> DATA FOR ANALYSIS
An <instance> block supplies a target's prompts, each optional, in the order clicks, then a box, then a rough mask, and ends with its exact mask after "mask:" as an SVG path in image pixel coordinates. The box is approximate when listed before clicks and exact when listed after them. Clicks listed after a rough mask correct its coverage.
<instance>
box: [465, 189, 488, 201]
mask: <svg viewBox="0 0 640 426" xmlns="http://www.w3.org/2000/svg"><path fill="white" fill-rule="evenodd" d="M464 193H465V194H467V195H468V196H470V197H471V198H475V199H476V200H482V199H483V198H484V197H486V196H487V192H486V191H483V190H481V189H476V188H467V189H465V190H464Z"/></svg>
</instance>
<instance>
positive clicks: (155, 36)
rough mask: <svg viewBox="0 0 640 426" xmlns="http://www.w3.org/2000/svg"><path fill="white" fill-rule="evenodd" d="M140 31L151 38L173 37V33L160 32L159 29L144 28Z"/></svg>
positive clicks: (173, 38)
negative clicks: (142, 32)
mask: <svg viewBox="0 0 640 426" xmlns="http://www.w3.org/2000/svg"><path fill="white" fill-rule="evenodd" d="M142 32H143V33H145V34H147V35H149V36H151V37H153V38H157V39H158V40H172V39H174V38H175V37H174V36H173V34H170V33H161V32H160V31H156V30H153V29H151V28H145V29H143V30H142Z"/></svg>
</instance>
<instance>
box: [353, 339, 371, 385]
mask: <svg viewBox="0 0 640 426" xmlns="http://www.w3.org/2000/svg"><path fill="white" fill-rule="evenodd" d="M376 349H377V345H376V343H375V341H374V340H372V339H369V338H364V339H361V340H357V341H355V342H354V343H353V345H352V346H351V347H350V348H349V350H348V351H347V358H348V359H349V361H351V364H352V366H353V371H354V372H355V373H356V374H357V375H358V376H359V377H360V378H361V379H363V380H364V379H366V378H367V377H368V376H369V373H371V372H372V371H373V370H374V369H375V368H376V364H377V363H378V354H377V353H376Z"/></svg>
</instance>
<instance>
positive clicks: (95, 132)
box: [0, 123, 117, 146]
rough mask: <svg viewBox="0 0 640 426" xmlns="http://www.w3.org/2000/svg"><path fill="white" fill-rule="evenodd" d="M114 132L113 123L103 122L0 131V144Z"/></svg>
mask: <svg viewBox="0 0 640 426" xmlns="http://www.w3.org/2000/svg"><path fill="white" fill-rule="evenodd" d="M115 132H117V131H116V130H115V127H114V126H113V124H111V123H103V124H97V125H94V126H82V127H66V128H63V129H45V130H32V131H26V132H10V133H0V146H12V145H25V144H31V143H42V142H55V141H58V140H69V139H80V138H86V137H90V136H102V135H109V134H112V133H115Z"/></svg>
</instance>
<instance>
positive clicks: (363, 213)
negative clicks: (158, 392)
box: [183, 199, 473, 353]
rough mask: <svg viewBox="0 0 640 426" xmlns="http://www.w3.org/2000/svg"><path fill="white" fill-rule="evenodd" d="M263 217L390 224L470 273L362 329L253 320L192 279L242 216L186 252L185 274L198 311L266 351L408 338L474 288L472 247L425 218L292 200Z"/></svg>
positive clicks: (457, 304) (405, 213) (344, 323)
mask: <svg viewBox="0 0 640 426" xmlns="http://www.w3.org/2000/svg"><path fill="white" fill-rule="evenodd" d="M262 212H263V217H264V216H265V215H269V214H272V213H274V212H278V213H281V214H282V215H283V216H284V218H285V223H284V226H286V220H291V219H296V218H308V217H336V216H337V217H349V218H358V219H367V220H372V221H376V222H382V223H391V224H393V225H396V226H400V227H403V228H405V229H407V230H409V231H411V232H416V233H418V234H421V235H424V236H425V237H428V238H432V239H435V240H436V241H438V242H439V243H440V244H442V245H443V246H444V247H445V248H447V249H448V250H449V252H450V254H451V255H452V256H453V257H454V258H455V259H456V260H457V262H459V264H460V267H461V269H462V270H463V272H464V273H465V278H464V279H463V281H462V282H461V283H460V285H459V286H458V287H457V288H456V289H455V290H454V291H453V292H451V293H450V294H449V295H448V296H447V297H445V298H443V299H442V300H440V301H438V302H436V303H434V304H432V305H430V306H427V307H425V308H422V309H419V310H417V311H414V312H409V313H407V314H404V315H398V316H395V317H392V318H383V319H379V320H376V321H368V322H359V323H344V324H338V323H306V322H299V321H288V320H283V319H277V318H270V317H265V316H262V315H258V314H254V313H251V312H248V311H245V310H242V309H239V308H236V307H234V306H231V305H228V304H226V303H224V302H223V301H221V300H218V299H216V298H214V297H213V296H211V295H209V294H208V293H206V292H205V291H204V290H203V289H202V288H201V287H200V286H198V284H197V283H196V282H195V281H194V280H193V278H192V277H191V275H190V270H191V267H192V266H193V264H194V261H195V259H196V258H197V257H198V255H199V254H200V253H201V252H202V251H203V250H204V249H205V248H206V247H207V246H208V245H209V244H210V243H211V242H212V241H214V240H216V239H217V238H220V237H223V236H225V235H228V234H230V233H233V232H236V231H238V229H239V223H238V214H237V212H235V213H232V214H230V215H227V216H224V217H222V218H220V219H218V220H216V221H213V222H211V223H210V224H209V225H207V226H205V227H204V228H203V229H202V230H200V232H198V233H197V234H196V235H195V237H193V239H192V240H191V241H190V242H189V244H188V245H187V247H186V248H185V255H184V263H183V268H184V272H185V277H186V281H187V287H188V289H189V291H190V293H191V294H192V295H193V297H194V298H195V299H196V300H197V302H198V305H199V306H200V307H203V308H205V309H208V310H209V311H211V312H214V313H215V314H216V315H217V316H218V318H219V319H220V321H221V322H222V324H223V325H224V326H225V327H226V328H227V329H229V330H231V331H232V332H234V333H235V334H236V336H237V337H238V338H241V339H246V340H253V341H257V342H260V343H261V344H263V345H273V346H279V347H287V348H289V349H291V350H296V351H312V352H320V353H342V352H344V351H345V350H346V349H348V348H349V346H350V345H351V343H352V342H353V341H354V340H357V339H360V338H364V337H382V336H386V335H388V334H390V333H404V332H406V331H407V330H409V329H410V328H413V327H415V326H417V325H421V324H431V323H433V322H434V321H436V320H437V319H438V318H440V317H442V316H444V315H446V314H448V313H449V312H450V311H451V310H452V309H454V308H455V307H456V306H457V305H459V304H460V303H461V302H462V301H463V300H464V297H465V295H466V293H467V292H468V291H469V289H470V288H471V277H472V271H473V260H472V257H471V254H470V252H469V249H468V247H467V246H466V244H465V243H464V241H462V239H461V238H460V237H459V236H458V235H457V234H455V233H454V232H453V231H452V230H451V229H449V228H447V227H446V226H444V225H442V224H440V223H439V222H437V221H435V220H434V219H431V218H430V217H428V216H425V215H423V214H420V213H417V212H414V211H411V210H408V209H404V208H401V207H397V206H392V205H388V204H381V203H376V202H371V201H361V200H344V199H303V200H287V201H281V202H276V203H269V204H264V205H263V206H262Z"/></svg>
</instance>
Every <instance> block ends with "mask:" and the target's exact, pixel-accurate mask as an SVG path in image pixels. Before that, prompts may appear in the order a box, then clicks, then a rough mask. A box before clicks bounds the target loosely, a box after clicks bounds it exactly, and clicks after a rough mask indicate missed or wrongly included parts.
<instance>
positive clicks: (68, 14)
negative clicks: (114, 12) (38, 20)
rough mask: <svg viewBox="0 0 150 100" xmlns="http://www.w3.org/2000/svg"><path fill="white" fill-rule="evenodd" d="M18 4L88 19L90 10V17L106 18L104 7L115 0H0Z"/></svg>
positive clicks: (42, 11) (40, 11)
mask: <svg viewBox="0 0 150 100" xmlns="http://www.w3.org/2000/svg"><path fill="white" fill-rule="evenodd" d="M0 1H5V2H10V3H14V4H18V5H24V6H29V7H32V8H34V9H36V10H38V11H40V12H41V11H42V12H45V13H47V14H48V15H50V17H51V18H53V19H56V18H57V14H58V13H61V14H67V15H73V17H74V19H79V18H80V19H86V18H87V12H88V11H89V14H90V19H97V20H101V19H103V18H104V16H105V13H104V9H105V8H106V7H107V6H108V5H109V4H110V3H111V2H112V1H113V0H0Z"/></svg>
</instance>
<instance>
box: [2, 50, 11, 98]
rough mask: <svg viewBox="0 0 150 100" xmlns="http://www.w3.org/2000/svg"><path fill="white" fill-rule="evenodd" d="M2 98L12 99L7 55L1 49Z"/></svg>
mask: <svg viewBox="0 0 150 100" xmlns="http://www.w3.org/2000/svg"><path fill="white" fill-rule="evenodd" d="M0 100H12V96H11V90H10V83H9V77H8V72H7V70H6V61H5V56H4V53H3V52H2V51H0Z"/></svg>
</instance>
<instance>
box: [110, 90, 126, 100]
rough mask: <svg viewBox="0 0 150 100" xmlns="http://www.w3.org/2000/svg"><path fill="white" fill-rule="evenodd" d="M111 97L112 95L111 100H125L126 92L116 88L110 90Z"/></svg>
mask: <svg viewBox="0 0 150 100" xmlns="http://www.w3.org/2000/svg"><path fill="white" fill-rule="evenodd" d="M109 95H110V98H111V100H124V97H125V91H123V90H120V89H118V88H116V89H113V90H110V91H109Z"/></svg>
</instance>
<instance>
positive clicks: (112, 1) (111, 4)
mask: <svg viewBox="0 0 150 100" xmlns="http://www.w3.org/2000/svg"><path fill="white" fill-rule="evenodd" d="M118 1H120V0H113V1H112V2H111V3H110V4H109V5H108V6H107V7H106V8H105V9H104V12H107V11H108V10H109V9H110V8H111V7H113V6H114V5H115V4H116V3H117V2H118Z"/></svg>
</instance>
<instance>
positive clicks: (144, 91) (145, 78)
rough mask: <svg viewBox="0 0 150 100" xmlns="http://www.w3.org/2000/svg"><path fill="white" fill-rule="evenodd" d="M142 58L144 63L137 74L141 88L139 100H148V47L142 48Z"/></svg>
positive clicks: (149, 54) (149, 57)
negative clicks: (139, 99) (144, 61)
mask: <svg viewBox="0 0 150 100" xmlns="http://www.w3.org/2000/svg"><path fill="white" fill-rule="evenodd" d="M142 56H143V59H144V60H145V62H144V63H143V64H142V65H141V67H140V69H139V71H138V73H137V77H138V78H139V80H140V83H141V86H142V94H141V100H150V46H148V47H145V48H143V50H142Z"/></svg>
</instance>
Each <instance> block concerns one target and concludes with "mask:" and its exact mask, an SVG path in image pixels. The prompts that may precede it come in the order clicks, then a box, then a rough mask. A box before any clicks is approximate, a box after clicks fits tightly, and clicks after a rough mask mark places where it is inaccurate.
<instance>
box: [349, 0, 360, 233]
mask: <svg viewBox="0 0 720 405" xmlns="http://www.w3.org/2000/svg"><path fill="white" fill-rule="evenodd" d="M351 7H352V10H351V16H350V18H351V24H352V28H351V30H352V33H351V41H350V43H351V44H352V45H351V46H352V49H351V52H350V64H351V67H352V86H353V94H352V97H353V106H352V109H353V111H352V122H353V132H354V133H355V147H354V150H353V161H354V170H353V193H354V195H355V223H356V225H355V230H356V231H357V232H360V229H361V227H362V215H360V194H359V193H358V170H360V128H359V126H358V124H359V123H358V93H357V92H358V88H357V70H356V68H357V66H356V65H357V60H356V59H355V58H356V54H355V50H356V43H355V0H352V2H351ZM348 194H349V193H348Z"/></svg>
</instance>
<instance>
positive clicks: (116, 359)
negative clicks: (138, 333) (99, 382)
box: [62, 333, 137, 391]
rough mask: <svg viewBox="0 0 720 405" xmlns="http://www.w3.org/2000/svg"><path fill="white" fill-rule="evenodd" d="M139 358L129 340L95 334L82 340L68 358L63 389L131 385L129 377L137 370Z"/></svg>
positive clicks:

> WHAT IS EXPECTED
This exercise requires the lines of the entries containing the string "before".

> YOUR SOLUTION
An <instance> block supplies a target's prompts, each optional, in the order clicks, then a box, then a rough mask, and ends with its exact mask after "mask:" as an SVG path in image pixel coordinates. The box is approximate when listed before clicks and exact when listed after them. Clicks listed after a rough mask correct its coverage.
Every <instance> block ends with "mask:" and the target's exact, pixel-accurate mask as an SVG path in image pixels. Before that, prompts may appear in the order a box, then clicks, then a rough mask. A box before clicks bounds the target loosely, a box after clicks bounds it exactly, and clicks after a rough mask indicate missed or wrongly included parts.
Each <instance> block concerns one target and concludes with "mask:" and its exact mask, an SVG path in image pixels. The prompts that may precede it come in the order clicks, then a box, then a rough mask. A box before any clicks is approximate, a box after clicks fits tightly, and clicks after a rough mask mark places where it is inaccurate.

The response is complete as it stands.